(Records from a dataset)

--

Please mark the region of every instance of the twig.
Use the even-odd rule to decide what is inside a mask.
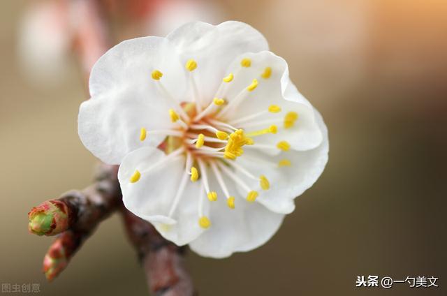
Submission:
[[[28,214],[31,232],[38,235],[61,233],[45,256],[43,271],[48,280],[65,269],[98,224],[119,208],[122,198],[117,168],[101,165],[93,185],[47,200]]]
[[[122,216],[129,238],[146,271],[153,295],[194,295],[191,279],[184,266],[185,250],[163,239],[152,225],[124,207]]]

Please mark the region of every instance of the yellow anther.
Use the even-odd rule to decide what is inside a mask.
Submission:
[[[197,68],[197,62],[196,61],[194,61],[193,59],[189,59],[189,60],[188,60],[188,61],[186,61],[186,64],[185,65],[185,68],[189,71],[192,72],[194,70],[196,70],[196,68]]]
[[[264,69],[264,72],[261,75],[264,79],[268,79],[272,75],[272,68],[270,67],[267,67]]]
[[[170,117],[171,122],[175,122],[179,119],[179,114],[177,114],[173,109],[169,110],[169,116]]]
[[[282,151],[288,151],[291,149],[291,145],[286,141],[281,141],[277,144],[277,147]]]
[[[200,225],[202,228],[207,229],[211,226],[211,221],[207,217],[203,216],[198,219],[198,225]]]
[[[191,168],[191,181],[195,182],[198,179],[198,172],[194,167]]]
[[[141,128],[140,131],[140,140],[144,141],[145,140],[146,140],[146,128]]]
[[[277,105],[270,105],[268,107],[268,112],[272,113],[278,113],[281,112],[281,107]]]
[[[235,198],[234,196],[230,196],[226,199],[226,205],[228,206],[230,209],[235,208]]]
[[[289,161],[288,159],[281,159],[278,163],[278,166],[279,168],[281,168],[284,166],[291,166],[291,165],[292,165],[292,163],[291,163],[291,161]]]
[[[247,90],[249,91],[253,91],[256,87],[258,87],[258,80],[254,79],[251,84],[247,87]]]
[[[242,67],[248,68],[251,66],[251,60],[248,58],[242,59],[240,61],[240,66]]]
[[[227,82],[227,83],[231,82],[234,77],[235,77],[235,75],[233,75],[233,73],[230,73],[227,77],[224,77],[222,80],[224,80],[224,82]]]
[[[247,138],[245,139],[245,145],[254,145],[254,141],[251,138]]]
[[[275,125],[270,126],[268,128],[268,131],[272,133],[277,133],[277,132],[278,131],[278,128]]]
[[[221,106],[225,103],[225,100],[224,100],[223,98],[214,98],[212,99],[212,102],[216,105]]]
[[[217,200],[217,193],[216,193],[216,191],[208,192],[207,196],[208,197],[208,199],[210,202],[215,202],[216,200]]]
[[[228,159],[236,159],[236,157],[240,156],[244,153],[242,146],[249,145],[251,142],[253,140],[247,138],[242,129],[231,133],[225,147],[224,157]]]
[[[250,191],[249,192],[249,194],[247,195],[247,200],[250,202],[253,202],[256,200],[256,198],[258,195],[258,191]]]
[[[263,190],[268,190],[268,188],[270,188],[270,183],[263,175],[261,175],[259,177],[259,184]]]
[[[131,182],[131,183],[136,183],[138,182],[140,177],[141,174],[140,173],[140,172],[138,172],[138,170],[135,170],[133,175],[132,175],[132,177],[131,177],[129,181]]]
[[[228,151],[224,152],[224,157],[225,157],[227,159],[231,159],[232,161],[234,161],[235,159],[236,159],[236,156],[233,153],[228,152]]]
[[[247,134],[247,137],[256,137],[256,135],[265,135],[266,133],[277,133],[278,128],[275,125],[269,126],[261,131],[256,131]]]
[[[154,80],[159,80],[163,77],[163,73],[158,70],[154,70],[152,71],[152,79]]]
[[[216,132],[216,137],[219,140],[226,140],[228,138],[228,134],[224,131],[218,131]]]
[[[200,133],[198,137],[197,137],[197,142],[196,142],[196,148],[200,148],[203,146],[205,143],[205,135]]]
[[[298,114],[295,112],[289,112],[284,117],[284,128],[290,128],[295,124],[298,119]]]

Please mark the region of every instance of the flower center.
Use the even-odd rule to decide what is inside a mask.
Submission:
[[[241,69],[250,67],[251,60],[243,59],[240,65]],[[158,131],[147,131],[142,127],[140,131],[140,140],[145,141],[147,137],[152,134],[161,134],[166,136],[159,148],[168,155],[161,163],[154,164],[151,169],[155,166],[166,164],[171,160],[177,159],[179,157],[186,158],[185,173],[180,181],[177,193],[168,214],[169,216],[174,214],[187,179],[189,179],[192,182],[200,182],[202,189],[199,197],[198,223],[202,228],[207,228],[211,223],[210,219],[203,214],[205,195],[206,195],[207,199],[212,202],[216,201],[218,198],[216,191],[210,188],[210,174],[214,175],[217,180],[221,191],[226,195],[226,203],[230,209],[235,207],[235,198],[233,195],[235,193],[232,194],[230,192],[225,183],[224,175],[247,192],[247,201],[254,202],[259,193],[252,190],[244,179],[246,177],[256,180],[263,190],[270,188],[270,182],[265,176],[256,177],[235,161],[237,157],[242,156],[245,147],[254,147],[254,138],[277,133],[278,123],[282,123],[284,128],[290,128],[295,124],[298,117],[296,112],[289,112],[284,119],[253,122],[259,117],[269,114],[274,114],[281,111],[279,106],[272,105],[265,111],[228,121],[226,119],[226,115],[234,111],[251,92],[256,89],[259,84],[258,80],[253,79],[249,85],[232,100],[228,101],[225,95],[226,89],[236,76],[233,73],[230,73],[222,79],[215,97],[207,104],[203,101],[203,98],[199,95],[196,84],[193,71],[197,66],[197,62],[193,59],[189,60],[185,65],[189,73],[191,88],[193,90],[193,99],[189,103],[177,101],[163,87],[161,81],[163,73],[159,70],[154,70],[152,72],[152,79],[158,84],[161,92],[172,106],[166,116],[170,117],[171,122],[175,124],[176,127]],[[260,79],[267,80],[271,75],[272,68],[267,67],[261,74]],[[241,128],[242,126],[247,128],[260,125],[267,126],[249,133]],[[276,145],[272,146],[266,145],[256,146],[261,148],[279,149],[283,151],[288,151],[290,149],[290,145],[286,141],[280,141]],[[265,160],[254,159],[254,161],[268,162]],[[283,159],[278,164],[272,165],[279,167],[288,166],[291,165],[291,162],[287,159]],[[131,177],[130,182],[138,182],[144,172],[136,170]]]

--

> [STATED GOAL]: Pick out each line of the rows above that contains the word "instance" and copy it in full.

> [COMPLETE ANSWER]:
Please mark the region of every instance of the twig.
Please mark the region of every instance of the yellow anther.
Please mark the region of every instance of the flower center.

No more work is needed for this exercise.